Text section |
For a lot of hunters turkey season is already open and for the hunters in states where season hasn't come in, they are scouting and anticipating that opening day. As I sit here in a turkey camp in Georgia I started thinking about setups and strategies that have helped me harvest turkeys over the years, as well as the other hunters I have worked with in the field. I learned a long time ago that when it comes to turkeys there is no magic bullet or sure thing, but there are a lot of things that you can do to put the odds in your favor and can help you fill that tag. This week I would like to talk about a few of things that might help you this spring in the turkey woods.
I believe that one of the biggest things you can do to up your odds is scouting. I like knowing where the turkeys are, where they are roosting, where they are flying down to, where they are going to feed, what areas the gobblers like to strut in and what route they like to use in the afternoons. Knowing all these things allows you to put the pieces of the puzzle together and figure out the best setups. A typical scouting day for me is listening early in the morning for gobblers on the roost, then after they fly down I try to get a read on what areas they are headed to and from. If the area I am hunting is pretty open I look for a high spot where I can glass a lot of territory to try to pinpoint what the turkeys are doing. Late in the afternoon I try to use the same tactic, glassing the areas that I think the turkeys are using before they head to roost.
A little homework can make a huge difference on your hunt. Once you have the turkeys movement figured out it's time to find the best setups. Many times a topo map or applications like Google Earth can be invaluable in helping you pick out those areas, places the turkeys are flying down to or working their way through in the mornings. In the afternoons I like to setup in areas where I think the turkeys will be feeding and moving back through headed to the roost.

Record extracts |
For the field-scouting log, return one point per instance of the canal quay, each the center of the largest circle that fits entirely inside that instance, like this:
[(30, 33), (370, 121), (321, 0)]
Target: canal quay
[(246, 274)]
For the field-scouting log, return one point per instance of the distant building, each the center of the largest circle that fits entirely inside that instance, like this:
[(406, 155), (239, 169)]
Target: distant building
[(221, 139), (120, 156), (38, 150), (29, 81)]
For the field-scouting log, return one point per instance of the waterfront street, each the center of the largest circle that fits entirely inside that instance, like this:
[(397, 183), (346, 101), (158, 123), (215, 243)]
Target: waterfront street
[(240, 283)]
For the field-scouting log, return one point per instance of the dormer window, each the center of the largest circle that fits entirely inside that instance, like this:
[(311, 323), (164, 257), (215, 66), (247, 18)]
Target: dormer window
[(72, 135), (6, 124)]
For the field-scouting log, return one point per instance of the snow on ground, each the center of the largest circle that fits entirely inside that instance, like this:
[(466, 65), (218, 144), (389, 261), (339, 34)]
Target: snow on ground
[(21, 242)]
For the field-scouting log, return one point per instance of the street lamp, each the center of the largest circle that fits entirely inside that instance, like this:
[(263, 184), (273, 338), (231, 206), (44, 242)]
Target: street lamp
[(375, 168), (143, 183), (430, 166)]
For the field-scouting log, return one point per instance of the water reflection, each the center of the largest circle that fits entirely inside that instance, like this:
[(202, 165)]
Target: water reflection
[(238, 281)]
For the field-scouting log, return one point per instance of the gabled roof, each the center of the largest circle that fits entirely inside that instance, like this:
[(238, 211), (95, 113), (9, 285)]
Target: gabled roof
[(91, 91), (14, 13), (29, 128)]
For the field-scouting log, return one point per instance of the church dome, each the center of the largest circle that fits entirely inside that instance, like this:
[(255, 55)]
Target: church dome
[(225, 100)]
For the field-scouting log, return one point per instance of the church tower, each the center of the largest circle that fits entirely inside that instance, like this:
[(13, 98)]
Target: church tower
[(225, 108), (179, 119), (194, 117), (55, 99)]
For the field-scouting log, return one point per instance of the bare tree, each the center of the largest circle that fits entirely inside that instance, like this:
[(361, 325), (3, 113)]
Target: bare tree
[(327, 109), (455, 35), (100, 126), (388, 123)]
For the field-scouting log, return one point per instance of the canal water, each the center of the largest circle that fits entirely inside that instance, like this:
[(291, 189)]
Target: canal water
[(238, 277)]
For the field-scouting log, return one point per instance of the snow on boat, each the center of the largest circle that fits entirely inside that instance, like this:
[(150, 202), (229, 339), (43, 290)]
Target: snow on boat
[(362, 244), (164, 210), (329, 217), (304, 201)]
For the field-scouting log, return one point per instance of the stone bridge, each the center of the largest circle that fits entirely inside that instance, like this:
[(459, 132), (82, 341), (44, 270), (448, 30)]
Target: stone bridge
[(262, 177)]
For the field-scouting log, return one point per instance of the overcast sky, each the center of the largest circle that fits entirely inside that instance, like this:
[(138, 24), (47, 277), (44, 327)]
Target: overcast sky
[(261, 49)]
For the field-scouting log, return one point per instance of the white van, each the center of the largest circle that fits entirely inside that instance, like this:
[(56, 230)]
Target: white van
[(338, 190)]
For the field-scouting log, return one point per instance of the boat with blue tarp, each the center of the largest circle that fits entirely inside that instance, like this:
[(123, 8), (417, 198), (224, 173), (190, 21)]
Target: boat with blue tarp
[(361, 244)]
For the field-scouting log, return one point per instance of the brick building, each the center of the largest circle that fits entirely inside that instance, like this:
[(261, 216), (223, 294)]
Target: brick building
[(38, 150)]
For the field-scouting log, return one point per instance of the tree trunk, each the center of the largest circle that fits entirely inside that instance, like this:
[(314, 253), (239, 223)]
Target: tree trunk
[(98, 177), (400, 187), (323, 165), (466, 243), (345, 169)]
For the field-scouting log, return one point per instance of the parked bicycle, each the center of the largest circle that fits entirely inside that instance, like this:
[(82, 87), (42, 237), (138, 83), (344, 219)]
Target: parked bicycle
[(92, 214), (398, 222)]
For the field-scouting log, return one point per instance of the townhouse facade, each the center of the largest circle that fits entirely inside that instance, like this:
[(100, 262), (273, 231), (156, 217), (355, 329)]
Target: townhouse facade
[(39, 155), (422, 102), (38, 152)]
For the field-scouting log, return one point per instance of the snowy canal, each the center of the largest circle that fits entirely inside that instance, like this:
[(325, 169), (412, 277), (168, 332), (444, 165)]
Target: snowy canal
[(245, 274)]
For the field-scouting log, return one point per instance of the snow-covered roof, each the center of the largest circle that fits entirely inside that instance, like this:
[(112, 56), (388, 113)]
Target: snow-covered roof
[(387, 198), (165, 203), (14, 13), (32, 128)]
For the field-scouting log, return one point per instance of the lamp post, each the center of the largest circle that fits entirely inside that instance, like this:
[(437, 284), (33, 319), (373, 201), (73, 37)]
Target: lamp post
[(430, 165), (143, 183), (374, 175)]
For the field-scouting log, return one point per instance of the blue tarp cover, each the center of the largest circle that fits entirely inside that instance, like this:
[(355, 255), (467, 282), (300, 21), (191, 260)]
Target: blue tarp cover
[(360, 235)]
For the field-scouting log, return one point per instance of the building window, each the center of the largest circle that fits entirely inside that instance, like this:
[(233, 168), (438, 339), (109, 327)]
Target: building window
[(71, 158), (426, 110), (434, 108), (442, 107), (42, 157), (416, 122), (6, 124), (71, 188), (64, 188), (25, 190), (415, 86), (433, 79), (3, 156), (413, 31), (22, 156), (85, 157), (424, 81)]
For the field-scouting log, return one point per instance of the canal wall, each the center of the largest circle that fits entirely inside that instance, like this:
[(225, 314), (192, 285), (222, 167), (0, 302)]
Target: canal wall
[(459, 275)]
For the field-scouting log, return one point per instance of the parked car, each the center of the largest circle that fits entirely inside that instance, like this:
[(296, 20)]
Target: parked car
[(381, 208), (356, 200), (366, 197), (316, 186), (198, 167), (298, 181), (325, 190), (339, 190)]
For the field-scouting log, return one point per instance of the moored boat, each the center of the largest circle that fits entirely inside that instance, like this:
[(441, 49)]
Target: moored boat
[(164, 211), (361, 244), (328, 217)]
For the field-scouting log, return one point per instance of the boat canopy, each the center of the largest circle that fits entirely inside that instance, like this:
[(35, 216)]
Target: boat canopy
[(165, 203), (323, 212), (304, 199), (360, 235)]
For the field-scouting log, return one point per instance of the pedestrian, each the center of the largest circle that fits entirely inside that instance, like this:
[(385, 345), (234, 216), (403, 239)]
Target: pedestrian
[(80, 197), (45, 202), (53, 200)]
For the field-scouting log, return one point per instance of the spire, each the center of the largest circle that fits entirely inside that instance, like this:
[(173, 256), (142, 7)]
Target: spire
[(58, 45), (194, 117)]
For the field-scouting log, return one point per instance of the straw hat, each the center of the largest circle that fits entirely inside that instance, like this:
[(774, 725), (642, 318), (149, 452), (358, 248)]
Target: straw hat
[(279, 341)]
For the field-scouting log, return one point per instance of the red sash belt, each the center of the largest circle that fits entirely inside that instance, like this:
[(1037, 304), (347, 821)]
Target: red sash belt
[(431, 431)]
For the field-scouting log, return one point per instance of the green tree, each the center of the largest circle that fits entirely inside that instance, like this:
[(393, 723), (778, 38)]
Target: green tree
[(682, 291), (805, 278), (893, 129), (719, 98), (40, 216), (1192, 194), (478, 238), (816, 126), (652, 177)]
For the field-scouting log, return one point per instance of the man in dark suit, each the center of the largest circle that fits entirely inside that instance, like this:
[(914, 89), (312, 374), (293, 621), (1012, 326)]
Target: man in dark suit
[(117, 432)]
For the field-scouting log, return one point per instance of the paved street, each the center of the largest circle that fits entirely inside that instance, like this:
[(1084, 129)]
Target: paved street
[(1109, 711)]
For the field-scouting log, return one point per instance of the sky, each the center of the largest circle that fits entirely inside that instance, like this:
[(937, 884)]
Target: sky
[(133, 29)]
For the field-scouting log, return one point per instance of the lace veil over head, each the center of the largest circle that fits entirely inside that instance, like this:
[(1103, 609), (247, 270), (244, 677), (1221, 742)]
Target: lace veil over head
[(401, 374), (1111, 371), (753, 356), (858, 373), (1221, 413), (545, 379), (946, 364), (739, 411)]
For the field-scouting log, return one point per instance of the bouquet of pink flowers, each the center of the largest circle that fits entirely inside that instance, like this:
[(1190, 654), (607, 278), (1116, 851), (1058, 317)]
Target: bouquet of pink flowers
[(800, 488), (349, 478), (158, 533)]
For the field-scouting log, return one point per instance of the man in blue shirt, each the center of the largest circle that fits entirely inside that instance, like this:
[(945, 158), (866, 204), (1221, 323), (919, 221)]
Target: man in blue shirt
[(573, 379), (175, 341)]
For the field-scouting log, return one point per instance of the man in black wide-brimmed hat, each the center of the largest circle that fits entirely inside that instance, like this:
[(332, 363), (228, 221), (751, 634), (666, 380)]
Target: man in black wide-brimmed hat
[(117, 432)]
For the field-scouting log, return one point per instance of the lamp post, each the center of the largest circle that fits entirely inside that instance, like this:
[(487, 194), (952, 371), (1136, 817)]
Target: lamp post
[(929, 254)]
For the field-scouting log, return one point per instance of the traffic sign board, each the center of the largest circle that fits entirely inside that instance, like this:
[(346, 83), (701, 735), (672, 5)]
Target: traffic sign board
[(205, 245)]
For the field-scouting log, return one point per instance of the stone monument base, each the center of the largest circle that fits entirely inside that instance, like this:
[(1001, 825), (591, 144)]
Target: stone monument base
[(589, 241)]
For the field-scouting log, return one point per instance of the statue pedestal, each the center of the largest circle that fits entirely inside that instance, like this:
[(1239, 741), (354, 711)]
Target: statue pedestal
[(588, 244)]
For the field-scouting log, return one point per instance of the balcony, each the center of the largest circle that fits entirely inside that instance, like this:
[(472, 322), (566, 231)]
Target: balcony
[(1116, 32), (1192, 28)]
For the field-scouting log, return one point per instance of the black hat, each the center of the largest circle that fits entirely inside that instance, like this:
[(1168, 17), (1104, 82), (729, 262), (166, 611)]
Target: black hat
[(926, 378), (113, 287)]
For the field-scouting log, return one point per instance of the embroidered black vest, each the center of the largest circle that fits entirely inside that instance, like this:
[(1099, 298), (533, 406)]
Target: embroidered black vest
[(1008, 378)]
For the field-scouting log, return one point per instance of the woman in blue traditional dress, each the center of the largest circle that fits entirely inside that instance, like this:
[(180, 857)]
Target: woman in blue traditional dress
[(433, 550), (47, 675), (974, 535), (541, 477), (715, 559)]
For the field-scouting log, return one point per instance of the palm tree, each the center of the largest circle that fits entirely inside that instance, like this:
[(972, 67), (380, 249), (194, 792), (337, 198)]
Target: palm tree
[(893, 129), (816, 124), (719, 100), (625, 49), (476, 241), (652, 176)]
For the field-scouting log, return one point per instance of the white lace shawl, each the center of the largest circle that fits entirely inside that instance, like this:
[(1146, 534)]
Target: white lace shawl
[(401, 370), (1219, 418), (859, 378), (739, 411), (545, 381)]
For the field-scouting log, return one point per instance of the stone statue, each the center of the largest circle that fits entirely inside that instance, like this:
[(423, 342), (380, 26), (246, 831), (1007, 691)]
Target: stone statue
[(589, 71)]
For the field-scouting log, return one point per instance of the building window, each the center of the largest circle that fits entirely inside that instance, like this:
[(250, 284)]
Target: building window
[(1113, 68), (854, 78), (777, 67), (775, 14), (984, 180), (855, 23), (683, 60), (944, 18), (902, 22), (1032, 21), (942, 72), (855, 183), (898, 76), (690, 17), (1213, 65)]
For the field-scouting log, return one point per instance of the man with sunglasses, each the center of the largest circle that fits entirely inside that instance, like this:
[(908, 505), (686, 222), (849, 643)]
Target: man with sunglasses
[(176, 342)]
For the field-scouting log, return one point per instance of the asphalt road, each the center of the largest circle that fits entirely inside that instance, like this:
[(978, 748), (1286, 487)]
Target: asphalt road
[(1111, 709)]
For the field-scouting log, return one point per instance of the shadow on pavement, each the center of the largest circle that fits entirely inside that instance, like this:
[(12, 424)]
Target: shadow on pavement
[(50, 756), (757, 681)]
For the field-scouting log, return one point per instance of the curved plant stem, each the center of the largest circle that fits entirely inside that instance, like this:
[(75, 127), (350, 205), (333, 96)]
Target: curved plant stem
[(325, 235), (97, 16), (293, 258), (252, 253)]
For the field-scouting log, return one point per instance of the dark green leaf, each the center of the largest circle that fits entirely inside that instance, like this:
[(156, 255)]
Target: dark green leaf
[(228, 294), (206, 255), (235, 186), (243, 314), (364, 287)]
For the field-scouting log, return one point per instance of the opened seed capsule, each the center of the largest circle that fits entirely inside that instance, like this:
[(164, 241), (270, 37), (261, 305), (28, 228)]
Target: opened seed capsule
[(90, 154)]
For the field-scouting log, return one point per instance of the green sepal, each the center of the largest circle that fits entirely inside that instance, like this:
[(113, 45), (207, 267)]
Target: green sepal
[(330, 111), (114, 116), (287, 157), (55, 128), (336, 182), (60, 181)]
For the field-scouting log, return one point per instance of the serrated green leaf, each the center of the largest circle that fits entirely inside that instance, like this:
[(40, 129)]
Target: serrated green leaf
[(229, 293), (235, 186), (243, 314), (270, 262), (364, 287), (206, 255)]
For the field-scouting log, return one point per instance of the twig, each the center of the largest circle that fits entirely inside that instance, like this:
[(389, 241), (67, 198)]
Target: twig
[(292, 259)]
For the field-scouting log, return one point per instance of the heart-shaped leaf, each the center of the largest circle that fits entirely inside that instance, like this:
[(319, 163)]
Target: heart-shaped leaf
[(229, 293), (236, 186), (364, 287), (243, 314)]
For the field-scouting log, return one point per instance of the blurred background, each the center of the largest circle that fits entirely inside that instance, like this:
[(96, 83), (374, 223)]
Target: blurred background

Exercise brief |
In the text on turkey hunting:
1. Which state is the writer's turkey camp in?
2. What does the writer listen for early on a typical scouting day?
3. Which application is named as useful for picking out setup areas?
Answer using only the text on turkey hunting.

Written solution |
1. Georgia.
2. Gobblers on the roost.
3. Google Earth.